WHAT IS BEING ASKED:
Print, unchanged, the stretch from the first line of the rows below through the line that contains "xmin=150 ymin=170 xmax=282 ymax=280", including both of those lines.

MATERIAL SHOWN:
━━━━━━━━━━━━━━━━━━━━

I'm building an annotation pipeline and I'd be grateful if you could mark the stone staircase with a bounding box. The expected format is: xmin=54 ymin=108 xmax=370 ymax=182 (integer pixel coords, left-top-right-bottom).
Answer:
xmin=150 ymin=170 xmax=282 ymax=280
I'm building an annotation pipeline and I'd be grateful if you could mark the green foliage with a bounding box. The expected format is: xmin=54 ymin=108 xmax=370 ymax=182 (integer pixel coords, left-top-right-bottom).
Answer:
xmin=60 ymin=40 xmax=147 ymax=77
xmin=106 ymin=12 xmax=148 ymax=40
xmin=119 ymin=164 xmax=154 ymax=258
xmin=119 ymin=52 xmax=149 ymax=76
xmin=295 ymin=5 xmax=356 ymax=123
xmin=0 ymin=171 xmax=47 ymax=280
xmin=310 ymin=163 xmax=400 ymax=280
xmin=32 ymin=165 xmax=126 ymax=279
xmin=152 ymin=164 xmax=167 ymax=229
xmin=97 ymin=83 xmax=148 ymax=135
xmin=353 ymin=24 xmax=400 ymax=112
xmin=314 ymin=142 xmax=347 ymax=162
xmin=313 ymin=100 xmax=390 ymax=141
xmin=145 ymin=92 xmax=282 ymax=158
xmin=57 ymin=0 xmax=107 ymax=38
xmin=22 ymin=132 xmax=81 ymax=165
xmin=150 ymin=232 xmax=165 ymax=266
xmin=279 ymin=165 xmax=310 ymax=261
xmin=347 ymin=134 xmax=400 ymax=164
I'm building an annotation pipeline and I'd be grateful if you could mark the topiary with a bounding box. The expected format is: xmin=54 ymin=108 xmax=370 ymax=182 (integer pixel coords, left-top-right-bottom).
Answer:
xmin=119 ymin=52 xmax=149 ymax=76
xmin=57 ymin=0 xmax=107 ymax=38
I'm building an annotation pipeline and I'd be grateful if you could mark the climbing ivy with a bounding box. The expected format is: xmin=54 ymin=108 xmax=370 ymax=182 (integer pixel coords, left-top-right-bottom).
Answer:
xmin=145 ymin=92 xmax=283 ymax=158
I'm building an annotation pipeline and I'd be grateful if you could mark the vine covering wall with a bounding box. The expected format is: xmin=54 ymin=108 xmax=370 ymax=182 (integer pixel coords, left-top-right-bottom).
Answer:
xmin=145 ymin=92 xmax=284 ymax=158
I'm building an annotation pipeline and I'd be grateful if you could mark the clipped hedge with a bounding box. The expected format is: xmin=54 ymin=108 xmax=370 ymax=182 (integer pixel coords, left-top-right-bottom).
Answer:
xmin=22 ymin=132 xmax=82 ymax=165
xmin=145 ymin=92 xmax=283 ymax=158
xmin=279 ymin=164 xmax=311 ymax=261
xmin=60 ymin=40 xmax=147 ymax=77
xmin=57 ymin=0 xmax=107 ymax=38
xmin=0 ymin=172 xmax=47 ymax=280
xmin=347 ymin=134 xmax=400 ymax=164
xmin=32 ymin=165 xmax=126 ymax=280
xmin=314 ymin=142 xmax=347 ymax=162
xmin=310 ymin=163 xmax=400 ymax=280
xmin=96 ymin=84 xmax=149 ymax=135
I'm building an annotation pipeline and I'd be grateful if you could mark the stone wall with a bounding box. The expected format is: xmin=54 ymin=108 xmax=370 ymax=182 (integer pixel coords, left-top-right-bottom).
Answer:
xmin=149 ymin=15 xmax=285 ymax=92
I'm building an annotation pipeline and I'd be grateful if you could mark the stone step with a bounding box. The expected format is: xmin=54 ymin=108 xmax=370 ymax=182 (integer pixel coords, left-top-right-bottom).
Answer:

━━━━━━━━━━━━━━━━━━━━

EXPECTED OUTPUT:
I'm building an annotation pipeline and I'd be grateful if you could mark the stone staircase with a bounding box. The expected format is: xmin=54 ymin=108 xmax=370 ymax=182 (integer pixel coords, left-top-right-bottom).
Answer:
xmin=150 ymin=170 xmax=282 ymax=280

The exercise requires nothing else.